_Set problem 1_
Reproduce the records word for word, from their start down to the line containing "30,24 -> 371,96", with both ends included. Omit the pictures from your output.

Setting the scene for a transformation in Ontario politics

A  surprise departure and new leaders set the stage for the end of 42 years of Progressive Conservative government in Ontario

 

The 1980s saw political change in Canada and Ontario seldom witnessed before or since. Legislation and lessons learned then are applicable now.

In Ottawa, Liberal leader Pierre Trudeau retired as Prime Minister in early 1984 and Conservative Brian Mulroney defeated Trudeau’s successor, John Turner, in September that year to take over leadership of the country.

Mulroney set as a priority negotiations to achieve free trade with the United States, and the ongoing debate over national unity on the heels of Trudeau’s National Energy program in 1980 and repatriating the constitution in 1982 without Quebec’s involvement would clutter the political agenda through the ‘80s.

Change also impacted the calendar at Queen’s Park, where Stuart Smith, a Montreal-trained psychiatrist turned McMaster University professor, struggled to lift his Ontario Liberals out of third party status. His efforts to “liberalize” the party and shift it off its rural base helped him regain the long-held Liberal position of Her Majesty’s Loyal Opposition in the 1981 general election, ahead of the New Democrats. But the party stalled at 33 seats.

That allowed William Grenville Davis, after winning two brief terms in minority at the head of the Progressive Conservative party (1975, 1977), to reclaim a majority government under a Tory banner and extend the party’s grip on power to almost 40 years. But change was coming.

The times are changing

When Smith stepped down as leader following the ’81 election, David Robert Peterson, a young lawyer/businessman from London, first elected to the Legislature in 1975, was chosen in February 1982 to lead a  bereft and somewhat fractious Ontario Liberal Party as Her Majesty’s Loyal Opposition. Despite Smith’s best efforts to shape the party into a more progressive, urbanized political force, Liberals managed only a handful of the seats around the Greater Toronto Area in ’81, falling short of what was needed to emerge from  the political wilderness.

_Listed records_
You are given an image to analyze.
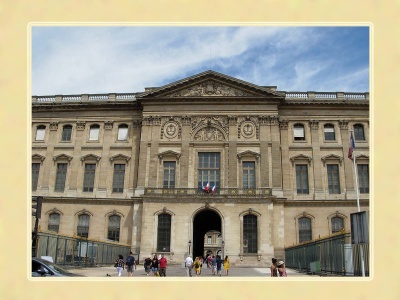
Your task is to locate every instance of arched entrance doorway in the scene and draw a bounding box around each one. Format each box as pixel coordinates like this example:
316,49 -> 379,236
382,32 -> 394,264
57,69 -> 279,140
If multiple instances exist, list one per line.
192,209 -> 222,257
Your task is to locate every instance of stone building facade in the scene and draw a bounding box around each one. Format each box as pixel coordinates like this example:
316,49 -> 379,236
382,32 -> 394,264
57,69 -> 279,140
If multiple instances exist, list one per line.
32,71 -> 370,266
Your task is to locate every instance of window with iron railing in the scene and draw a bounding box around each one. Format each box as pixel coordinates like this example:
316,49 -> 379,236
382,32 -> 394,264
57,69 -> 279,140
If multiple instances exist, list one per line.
157,213 -> 171,252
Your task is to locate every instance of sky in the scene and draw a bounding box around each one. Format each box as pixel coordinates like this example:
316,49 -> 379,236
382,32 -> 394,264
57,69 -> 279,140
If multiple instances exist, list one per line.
30,24 -> 371,96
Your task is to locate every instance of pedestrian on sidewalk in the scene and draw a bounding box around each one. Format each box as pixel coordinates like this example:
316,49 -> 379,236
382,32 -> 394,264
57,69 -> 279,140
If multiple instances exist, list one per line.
216,255 -> 222,276
151,254 -> 160,276
193,257 -> 201,276
143,255 -> 151,276
158,254 -> 167,277
270,258 -> 278,277
224,255 -> 230,276
211,255 -> 217,275
185,254 -> 193,277
114,254 -> 125,277
278,260 -> 287,277
125,251 -> 136,277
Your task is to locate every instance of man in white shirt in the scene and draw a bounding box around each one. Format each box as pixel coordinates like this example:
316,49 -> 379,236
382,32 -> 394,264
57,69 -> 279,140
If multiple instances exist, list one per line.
185,255 -> 193,277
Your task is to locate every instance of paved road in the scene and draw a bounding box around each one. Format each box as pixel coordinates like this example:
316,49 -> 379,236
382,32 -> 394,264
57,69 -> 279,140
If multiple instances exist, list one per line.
69,265 -> 310,278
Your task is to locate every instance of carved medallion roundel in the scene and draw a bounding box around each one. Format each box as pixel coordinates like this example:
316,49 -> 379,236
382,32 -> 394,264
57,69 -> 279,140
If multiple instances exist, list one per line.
164,122 -> 178,139
241,122 -> 256,138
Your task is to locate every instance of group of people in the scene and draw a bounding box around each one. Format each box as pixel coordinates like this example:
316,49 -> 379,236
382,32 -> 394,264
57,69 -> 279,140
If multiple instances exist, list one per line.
114,252 -> 287,277
185,255 -> 230,277
270,258 -> 287,277
114,252 -> 167,277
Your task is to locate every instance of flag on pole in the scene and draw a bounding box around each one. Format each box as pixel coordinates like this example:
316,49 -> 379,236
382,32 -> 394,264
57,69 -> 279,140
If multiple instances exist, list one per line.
348,132 -> 356,159
201,182 -> 210,193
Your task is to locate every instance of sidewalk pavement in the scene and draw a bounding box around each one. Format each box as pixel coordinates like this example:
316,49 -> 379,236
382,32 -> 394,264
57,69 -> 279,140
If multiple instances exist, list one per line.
68,265 -> 315,278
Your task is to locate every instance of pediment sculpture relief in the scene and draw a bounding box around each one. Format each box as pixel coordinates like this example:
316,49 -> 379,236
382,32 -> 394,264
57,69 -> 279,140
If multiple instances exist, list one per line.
168,80 -> 255,97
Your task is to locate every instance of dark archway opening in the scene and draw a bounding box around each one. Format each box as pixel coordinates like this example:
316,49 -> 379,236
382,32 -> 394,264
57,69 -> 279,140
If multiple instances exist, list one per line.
191,209 -> 222,257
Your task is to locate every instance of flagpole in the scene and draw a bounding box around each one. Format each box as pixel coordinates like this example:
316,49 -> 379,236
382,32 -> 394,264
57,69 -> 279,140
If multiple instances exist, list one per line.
350,130 -> 365,277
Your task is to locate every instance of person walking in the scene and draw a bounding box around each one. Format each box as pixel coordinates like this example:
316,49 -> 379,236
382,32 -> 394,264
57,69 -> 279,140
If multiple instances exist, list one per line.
125,251 -> 136,277
211,255 -> 217,275
270,258 -> 278,277
193,257 -> 201,276
216,255 -> 222,276
114,254 -> 125,277
224,255 -> 230,276
158,254 -> 167,277
143,256 -> 151,276
185,255 -> 193,277
278,260 -> 287,277
151,254 -> 160,276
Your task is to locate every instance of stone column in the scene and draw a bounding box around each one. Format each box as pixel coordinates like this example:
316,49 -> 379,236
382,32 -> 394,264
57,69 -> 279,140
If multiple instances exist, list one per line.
339,120 -> 357,199
179,116 -> 191,188
279,119 -> 293,199
225,116 -> 239,188
271,118 -> 283,197
310,120 -> 325,200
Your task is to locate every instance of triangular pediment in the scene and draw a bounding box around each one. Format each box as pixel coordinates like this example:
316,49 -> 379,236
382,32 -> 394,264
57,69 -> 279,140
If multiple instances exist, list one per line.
138,70 -> 284,99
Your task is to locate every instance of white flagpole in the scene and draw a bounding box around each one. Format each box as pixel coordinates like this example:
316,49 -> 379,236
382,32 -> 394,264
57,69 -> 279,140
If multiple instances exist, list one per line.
350,130 -> 365,277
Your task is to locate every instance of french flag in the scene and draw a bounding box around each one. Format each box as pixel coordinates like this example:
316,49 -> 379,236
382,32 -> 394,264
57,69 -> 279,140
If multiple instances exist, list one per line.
202,182 -> 210,193
347,132 -> 356,159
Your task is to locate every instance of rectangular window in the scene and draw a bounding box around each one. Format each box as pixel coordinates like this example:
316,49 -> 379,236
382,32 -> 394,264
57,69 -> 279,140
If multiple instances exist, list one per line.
54,164 -> 67,192
197,152 -> 221,188
243,161 -> 256,189
32,164 -> 40,191
36,127 -> 46,141
163,161 -> 176,189
83,164 -> 96,192
296,165 -> 308,194
327,165 -> 340,194
113,164 -> 125,193
357,165 -> 369,194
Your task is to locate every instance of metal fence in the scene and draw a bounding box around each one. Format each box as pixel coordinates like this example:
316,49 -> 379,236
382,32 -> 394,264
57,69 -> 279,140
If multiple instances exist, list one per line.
37,232 -> 133,267
285,233 -> 369,276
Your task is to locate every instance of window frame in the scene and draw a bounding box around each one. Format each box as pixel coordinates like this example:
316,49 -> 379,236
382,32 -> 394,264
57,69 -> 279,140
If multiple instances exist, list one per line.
324,123 -> 336,142
35,124 -> 46,142
295,163 -> 310,195
88,124 -> 100,142
353,123 -> 366,141
156,212 -> 172,252
107,214 -> 122,242
242,213 -> 259,254
117,123 -> 129,142
326,164 -> 341,194
293,123 -> 306,142
61,124 -> 72,142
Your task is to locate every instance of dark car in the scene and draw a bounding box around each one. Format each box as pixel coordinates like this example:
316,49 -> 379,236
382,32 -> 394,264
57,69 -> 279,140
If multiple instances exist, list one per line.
32,257 -> 85,277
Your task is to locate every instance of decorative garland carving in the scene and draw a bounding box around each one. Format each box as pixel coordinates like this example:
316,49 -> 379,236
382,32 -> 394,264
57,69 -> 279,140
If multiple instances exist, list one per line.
168,80 -> 256,97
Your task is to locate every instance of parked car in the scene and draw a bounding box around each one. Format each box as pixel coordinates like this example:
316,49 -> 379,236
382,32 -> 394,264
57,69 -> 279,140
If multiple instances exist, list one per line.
32,257 -> 85,277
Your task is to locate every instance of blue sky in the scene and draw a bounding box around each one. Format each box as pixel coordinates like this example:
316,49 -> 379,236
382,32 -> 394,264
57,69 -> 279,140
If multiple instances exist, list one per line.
31,24 -> 370,95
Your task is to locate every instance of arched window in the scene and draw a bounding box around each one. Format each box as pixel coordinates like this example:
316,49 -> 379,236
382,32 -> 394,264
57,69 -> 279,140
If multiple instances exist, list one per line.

_Set problem 2_
Condense the paragraph of the Ontario politics article that begins "Change also impacted the calendar at Queen's Park" into a short bulleted list, keeping its main facts.

_Written answer 1_
You are given an image to analyze.
Your task is to locate every instance of arched entrance doorway in the scene and draw a bounding box around each one. Format each box as pixel coordinates like this example:
316,49 -> 379,236
382,32 -> 394,264
57,69 -> 279,140
If multiple instances exist, list one per line.
192,209 -> 222,257
Your task is to locate every instance of stone building facade in the scene and draw a bounding box around each one. Format each box as pixel coordinates like this example:
316,49 -> 379,236
382,32 -> 394,264
57,69 -> 279,140
If multiple instances exist, list one per line.
32,71 -> 370,266
Your task is to locate every instance of window with iron railing in the scene and draw a bounding box around each one. Format each box as pixel coordinates like this example:
316,49 -> 379,236
382,32 -> 394,264
57,69 -> 279,140
If multiple instances exist, list one per line.
157,213 -> 171,252
Your task is to locate every instance of sky in the scene and draw a bounding box around each one. Format each box as pixel coordinates like this example:
316,49 -> 379,236
382,32 -> 394,264
57,69 -> 279,140
If multiple instances exist, list one per line.
30,24 -> 371,96

_Written answer 2_
- Stuart Smith was a Montreal-trained psychiatrist who became a McMaster University professor. At Queen's Park he struggled to lift his Ontario Liberals out of third party status.
- He tried to "liberalize" the party and shift it off its rural base.
- In the 1981 general election, those efforts helped the Liberals regain their long-held position as Her Majesty's Loyal Opposition, ahead of the New Democrats.
- The party stalled at 33 seats.